Problem to work on
State how many lines below contain the string "pixels", with case counting, and give only the number.

== Records for the exercise ==

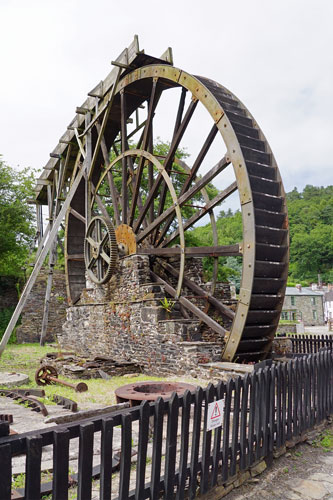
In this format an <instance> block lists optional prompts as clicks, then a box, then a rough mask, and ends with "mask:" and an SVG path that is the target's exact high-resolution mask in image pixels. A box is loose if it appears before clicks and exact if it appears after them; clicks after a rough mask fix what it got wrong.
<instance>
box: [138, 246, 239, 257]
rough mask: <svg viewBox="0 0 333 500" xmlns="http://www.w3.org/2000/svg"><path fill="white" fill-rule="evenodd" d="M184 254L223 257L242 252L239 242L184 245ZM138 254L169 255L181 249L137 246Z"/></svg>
mask: <svg viewBox="0 0 333 500" xmlns="http://www.w3.org/2000/svg"><path fill="white" fill-rule="evenodd" d="M184 252H185V255H189V256H191V257H223V256H236V257H237V256H239V255H241V254H242V252H240V250H239V244H238V243H237V244H236V245H219V246H210V247H185V249H184ZM137 253H138V254H139V255H159V256H161V257H164V256H165V257H170V256H173V255H180V254H181V253H182V249H181V248H180V247H172V248H161V247H157V248H138V251H137Z"/></svg>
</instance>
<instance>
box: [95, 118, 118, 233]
mask: <svg viewBox="0 0 333 500" xmlns="http://www.w3.org/2000/svg"><path fill="white" fill-rule="evenodd" d="M95 125H96V129H97V131H98V133H100V131H101V125H100V123H99V122H96V124H95ZM101 150H102V154H103V158H104V163H105V166H107V165H108V164H109V162H110V159H109V154H108V150H107V146H106V143H105V138H104V135H103V136H102V138H101ZM107 178H108V184H109V189H110V193H111V199H112V206H113V211H114V218H115V221H116V225H117V226H118V225H119V224H120V213H119V198H120V197H119V193H118V191H117V188H116V186H115V183H114V179H113V176H112V173H111V172H110V171H108V174H107Z"/></svg>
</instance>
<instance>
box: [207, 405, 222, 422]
mask: <svg viewBox="0 0 333 500" xmlns="http://www.w3.org/2000/svg"><path fill="white" fill-rule="evenodd" d="M220 416H221V413H220V408H219V405H218V404H217V403H215V406H214V408H213V411H212V416H211V417H210V419H211V420H214V418H219V417H220Z"/></svg>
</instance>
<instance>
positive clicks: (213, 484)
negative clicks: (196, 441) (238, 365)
mask: <svg viewBox="0 0 333 500" xmlns="http://www.w3.org/2000/svg"><path fill="white" fill-rule="evenodd" d="M224 393H225V384H224V383H223V382H222V381H221V380H220V381H219V383H218V384H217V387H216V399H217V400H220V399H223V397H224ZM221 435H222V426H220V427H217V429H215V432H214V446H213V464H212V473H211V487H214V486H216V484H217V476H218V471H219V465H220V462H221Z"/></svg>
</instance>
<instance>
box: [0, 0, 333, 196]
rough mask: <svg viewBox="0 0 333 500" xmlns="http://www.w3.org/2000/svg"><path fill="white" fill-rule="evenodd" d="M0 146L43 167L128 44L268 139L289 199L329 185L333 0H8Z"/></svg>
mask: <svg viewBox="0 0 333 500" xmlns="http://www.w3.org/2000/svg"><path fill="white" fill-rule="evenodd" d="M0 17H1V30H0V43H1V47H2V50H1V54H0V64H1V70H2V71H1V83H0V85H1V88H0V90H1V92H0V106H1V118H2V119H1V122H0V132H1V136H0V137H1V145H0V153H1V154H3V155H4V158H5V160H6V161H7V162H8V163H10V164H11V165H13V166H16V165H20V166H21V167H24V166H26V165H30V166H34V167H42V166H43V165H44V164H45V163H46V162H47V160H48V154H49V152H50V151H52V149H53V148H54V147H55V145H56V144H57V141H58V139H59V137H60V135H62V133H63V132H64V131H65V129H66V127H67V125H68V123H69V122H70V120H71V118H72V117H73V115H74V110H75V107H76V106H77V105H80V104H81V103H82V102H83V101H84V99H85V96H86V94H87V92H88V91H89V90H91V88H93V87H94V86H95V85H96V83H97V82H98V81H100V80H101V79H102V78H104V77H105V76H106V74H107V73H108V72H109V70H110V61H111V59H114V58H115V57H117V55H118V54H119V53H120V52H121V51H122V49H123V48H124V47H125V46H127V45H128V44H129V43H130V41H131V40H132V37H133V35H134V34H135V33H138V34H139V38H140V44H141V46H142V48H145V50H146V52H147V53H149V54H152V55H156V56H159V55H160V54H161V53H162V52H164V50H165V49H166V48H167V46H172V48H173V51H174V59H175V65H176V66H179V67H182V68H183V69H185V70H187V71H189V72H191V73H193V74H199V75H205V76H208V77H210V78H212V79H215V80H217V81H218V82H220V83H222V84H223V85H225V86H226V87H228V88H229V89H230V90H231V91H232V92H234V93H235V94H236V95H237V96H238V97H239V98H240V99H241V100H242V101H243V102H244V104H245V105H246V106H247V107H248V109H249V110H250V111H251V113H252V114H253V115H254V117H255V118H256V120H257V121H258V123H259V124H260V126H261V127H262V129H263V132H264V133H265V135H266V137H267V138H268V140H269V142H270V144H271V146H272V149H273V151H274V154H275V156H276V158H277V160H278V164H279V165H280V169H281V172H282V177H283V179H284V182H285V185H286V188H287V190H289V189H291V188H292V187H293V186H294V185H298V186H303V185H304V184H305V183H312V184H324V185H325V184H329V183H332V176H331V170H332V157H333V146H332V144H333V141H332V137H333V124H332V123H333V122H332V115H333V104H332V103H333V63H332V57H331V49H332V45H333V34H332V29H331V20H332V18H333V3H332V2H331V0H317V1H316V3H314V2H313V1H310V0H305V1H304V0H303V1H299V0H294V1H292V2H290V1H287V0H280V1H270V2H267V1H266V0H252V1H251V2H249V1H246V0H234V1H233V2H227V1H226V0H222V1H221V0H211V1H210V2H206V3H202V2H199V1H198V0H192V1H191V2H186V1H183V2H180V1H175V0H169V1H168V2H156V1H153V0H144V1H142V2H137V1H134V0H128V1H126V2H123V3H119V2H115V1H112V0H96V1H95V2H91V0H89V1H88V0H70V1H68V0H58V1H57V2H50V1H49V2H47V1H45V0H30V1H29V2H26V1H24V0H12V1H9V0H8V1H3V2H2V4H1V6H0Z"/></svg>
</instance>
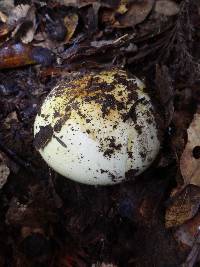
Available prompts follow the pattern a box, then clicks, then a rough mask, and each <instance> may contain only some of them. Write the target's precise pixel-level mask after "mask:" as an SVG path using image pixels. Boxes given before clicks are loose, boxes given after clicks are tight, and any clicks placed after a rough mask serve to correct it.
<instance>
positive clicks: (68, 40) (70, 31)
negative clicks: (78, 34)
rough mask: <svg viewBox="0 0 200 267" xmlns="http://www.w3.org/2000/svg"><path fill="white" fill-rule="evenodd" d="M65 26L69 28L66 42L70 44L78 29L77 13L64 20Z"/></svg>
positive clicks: (75, 13)
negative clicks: (73, 36) (76, 31)
mask: <svg viewBox="0 0 200 267" xmlns="http://www.w3.org/2000/svg"><path fill="white" fill-rule="evenodd" d="M64 24H65V26H66V28H67V36H66V40H65V41H66V42H69V41H70V39H71V38H72V36H73V34H74V32H75V30H76V27H77V26H78V15H77V14H76V13H72V14H69V15H67V16H66V17H65V18H64Z"/></svg>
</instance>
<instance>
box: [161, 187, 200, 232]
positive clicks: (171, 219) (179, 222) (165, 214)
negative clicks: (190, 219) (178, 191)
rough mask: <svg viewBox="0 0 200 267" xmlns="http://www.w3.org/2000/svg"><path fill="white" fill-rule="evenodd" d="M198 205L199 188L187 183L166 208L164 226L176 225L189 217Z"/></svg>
mask: <svg viewBox="0 0 200 267" xmlns="http://www.w3.org/2000/svg"><path fill="white" fill-rule="evenodd" d="M199 206H200V188H198V187H197V186H193V185H189V186H187V187H186V188H184V189H183V190H182V191H181V192H180V193H179V194H178V195H177V196H176V197H175V198H174V200H173V202H172V204H171V205H170V206H169V207H168V208H167V210H166V214H165V226H166V227H167V228H170V227H176V226H179V225H181V224H183V223H184V222H186V221H188V220H189V219H191V218H192V217H193V216H194V215H195V214H196V213H197V211H198V209H199Z"/></svg>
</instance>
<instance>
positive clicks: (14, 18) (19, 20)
mask: <svg viewBox="0 0 200 267" xmlns="http://www.w3.org/2000/svg"><path fill="white" fill-rule="evenodd" d="M30 7H31V6H30V5H17V6H16V7H14V8H13V9H12V11H11V12H10V14H9V17H8V24H9V25H16V24H17V23H18V22H19V21H20V20H21V19H22V18H25V17H26V16H27V13H28V11H29V9H30Z"/></svg>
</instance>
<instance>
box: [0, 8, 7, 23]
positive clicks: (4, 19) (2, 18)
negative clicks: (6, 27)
mask: <svg viewBox="0 0 200 267" xmlns="http://www.w3.org/2000/svg"><path fill="white" fill-rule="evenodd" d="M7 19H8V17H7V16H6V14H4V13H3V12H2V11H1V10H0V21H1V22H3V23H5V22H6V21H7Z"/></svg>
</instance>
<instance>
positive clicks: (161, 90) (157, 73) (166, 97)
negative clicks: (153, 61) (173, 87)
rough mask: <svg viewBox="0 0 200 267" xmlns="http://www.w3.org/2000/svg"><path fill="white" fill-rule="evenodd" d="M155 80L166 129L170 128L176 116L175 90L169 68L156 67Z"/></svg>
mask: <svg viewBox="0 0 200 267" xmlns="http://www.w3.org/2000/svg"><path fill="white" fill-rule="evenodd" d="M155 79H156V90H157V94H158V97H159V102H160V103H161V105H162V108H163V112H164V117H165V127H168V126H169V124H170V122H171V121H172V118H173V114H174V103H173V99H174V88H173V85H172V79H171V77H170V74H169V69H168V68H167V66H165V65H162V66H159V65H156V77H155Z"/></svg>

===

The answer
2